▸ Record set:
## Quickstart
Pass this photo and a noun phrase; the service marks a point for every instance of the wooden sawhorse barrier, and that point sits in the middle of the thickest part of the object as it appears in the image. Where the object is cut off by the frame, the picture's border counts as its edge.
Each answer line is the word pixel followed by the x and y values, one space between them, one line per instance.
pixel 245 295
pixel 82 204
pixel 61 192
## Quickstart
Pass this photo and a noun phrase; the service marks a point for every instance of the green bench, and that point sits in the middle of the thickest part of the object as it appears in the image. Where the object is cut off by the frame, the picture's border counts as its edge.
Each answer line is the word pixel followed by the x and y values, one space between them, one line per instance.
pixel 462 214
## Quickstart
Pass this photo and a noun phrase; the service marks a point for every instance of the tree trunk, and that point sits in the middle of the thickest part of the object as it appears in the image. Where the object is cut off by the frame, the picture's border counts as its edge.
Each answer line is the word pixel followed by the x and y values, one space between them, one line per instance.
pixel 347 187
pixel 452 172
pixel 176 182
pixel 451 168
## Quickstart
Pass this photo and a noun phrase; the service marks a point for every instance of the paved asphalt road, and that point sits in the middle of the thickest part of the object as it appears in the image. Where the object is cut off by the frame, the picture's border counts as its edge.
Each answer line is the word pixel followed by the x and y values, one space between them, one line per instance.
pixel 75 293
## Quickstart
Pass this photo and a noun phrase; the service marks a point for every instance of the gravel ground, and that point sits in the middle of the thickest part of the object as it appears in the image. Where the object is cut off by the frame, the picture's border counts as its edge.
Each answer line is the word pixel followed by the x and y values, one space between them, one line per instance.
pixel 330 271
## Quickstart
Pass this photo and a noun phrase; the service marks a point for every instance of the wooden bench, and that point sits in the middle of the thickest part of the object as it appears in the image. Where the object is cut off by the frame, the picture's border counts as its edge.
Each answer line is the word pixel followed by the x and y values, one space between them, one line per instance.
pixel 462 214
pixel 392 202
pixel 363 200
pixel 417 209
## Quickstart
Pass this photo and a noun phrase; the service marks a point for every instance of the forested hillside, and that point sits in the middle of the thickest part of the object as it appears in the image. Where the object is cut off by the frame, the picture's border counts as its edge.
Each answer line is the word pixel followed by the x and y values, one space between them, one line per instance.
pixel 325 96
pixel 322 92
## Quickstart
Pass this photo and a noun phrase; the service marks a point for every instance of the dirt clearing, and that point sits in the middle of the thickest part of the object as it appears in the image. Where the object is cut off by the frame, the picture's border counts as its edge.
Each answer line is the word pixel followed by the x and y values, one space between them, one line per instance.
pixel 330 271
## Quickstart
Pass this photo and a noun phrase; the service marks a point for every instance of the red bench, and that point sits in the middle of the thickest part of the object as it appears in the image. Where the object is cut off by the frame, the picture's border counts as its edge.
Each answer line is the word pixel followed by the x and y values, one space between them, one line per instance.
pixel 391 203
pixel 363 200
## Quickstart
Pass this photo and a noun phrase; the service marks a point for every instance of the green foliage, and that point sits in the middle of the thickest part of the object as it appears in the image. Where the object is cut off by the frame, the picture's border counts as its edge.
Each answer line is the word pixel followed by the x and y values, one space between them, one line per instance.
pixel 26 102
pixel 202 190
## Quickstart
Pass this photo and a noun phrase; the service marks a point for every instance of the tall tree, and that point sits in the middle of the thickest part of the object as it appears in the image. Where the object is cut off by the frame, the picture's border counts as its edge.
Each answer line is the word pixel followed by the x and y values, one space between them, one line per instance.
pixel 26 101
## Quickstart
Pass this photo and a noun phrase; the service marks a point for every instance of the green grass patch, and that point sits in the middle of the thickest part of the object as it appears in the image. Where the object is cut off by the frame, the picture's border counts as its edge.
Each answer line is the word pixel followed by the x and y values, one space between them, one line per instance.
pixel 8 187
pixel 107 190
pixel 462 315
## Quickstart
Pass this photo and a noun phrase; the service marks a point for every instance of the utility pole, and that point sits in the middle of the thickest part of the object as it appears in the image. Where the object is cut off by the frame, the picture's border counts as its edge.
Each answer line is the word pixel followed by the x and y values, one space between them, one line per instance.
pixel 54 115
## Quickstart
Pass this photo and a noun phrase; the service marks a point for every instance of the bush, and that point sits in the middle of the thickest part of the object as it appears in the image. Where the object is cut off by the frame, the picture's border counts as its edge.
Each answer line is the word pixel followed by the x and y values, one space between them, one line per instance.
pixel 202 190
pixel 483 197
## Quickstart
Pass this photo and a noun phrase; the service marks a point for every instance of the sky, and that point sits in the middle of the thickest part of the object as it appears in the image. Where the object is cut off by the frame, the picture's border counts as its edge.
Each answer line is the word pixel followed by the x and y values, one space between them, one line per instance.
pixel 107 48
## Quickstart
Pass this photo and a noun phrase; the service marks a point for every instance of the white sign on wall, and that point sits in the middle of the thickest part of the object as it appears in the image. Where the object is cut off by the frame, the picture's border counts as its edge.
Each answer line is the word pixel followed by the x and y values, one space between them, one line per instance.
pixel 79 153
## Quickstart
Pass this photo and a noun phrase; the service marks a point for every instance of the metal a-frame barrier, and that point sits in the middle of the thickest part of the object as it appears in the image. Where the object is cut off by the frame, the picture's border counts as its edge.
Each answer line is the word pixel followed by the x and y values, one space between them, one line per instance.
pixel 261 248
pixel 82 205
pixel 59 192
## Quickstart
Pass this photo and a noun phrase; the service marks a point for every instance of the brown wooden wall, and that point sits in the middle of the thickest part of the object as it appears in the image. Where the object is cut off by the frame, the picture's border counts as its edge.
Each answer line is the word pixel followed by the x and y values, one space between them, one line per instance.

▸ Exercise description: Please repeat the data in full so that nothing differs from the original.

▸ Result of this exercise:
## Quickstart
Pass this photo and a noun phrase; the service marks a point for every instance of the wooden sawhorse barrier, and that point sits in the middle of the thickest part of the object as it appears in the image. Where the object is cut off by the frame, the picture's border counts as its edge.
Each answer line is the word pixel followed by the x and y values, one space between them, one line per instance.
pixel 245 295
pixel 82 204
pixel 61 192
## Quickstart
Pass this photo and a noun phrase; the service marks a point for every instance of the green bench, and that point sits in the middle of the thickest part of the object as it appears in the image. Where the object is cut off by the frame, the picture's border counts as its edge.
Each answer line is the word pixel followed by the x and y values, one space between them, one line per instance.
pixel 462 214
## Quickstart
Pass this photo and a noun phrase; the service marks a point for every instance of the tree trunk, and that point sits in the middle of the thickest part of the object as it appears in the image. Where the object is cut off by the frame, the picture's border counts as its edge.
Each answer line is the word pixel followed by the x and y values, one space between them, one line per instance.
pixel 347 187
pixel 452 172
pixel 176 182
pixel 451 168
## Quickstart
Pass this photo and a noun phrase; the service marks a point for every instance of the paved asphalt road, and that point sits in the middle of the thickest part of the object as it appears in the image. Where the object is cut off by the frame, the picture's border counts as its edge.
Each answer line is the word pixel followed by the x and y values, one space between them, one line per instance.
pixel 75 293
## Quickstart
Pass this photo and a noun phrase; the service marks a point for every instance of the gravel ground, and that point sits in the middle of the thickest part of the object as it appears in the image. Where the object is cut off by the frame, the picture's border counts as its edge.
Each answer line is the word pixel followed by the x and y values, one space between them, one line per instance.
pixel 330 271
## Quickstart
Pass this photo and a noun phrase; the service marks a point for every instance of the wooden bench, and that point sits in the middle of the thickest part of the object as it appears in the image. Where the object is cut off by the frame, the picture's border counts as its edge.
Each answer line is the word pixel followed by the x and y values, one space between them, one line per instance.
pixel 462 214
pixel 392 202
pixel 363 200
pixel 417 209
## Quickstart
Pass this photo and a noun phrase; the service marks a point for every instance of the forested hillside, and that point sits in the middle of the thickest part of the object as it appears in the image. Where the object is cut off by the frame, the picture's border counts as its edge.
Each answer line is the word pixel followed by the x and y values, one space between them, one line per instance.
pixel 325 96
pixel 322 92
## Quickstart
Pass this photo and a noun phrase; the service marks a point for every instance of the dirt clearing, and that point sits in the middle of the thickest part of the object as it appears in the image. Where the object is cut off by the frame, the picture's border counts as its edge.
Each answer line is the word pixel followed by the x and y values, one space between them, one line per instance.
pixel 330 271
## Quickstart
Pass this photo and a noun phrase; the service marks a point for every instance of the red bench, and that point sits in the middle of the thickest part of the object as it appears in the image. Where the object is cut off by the frame, the picture's border counts as its edge.
Each answer line is the word pixel followed by the x and y values, one space between them, one line per instance.
pixel 391 203
pixel 363 200
## Quickstart
Pass this photo and a noun phrase; the service marks a point for every instance of the green foliage, and that point sits in the middle of the thickest part of the object as it appears in the image. Where the object is cut off by the frame, the picture's border counts as its edge.
Each answer line is the word pixel followed by the x and y values, one space between them, one line per instance.
pixel 26 102
pixel 202 190
## Quickstart
Pass this photo and a noun phrase; the service marks a point for every instance of the tall tree, and that point sits in the middle of the thickest part of the object as it appears in the image. Where the object is cut off by the frame, the picture's border counts as its edge.
Each answer line is the word pixel followed by the x and y values, one space between them, one line per instance.
pixel 26 101
## Quickstart
Pass this photo and a noun phrase; the service marks a point for every instance of the green grass patch, and that point sits in the middle of the thickest part of the object as it appears in the image. Where the object is cut off by the frame, the picture's border counts as its edge.
Each answer line is the word pixel followed by the x and y values, one space between them, one line per instance.
pixel 8 187
pixel 107 190
pixel 462 315
## Quickstart
Pass this photo and a noun phrase; the service marks a point for every instance of the utility pole, and that point sits in the middle of the thickest part of the object as it appears in the image. Where the object is cut off by the frame, the picture's border counts as its edge.
Each answer line is the word pixel followed by the x and y values, one space between them, one line per instance.
pixel 54 115
## Quickstart
Pass this photo and a noun phrase; the service marks a point for every instance of the bush, and that point sits in the middle of the thickest part of the object as it appears in the image. Where the object is cut off by the frame, the picture's border counts as its edge.
Each answer line is the word pixel followed by the x and y values, one space between them, one line per instance.
pixel 202 190
pixel 483 197
## Quickstart
Pass this photo and a noun phrase; the service marks a point for every instance of the sky, and that point sits in the middle of the thickest part of the object as it appears in the image. Where the object is cut off by the frame, the picture's border counts as its edge.
Each answer line is the word pixel followed by the x and y values, one space between them, one line per instance.
pixel 107 48
## Quickstart
Pass this photo and a noun phrase; the service marks a point for every instance of the white sign on wall, and that point sits in the middle of the thickest part of the object as it appears in the image. Where the object is cut off by the frame, the picture's border counts as its edge.
Each answer line is the word pixel followed by the x and y values, one space between them, one line per instance.
pixel 79 153
## Quickstart
Pass this photo and a noun phrase; the service marks a point for every instance of the metal a-frame barrier, and that point sits in the middle of the thickest part of the object as it appears in the image. Where the object is cut off by the frame, the picture's border counts as its edge.
Each answer line is the word pixel followed by the x and y values, one space between them, one line per instance.
pixel 261 248
pixel 82 205
pixel 59 192
## Quickstart
Pass this photo and a noun phrase; the service marks a point for every instance of the brown wooden wall, and that point sits in the middle of the thickest part of the object as it appears in the image. Where the object is cut off by the frame, the picture's border counts as its edge.
Each answer line is the word pixel followed by the x and y values, one space between them, one line per instance.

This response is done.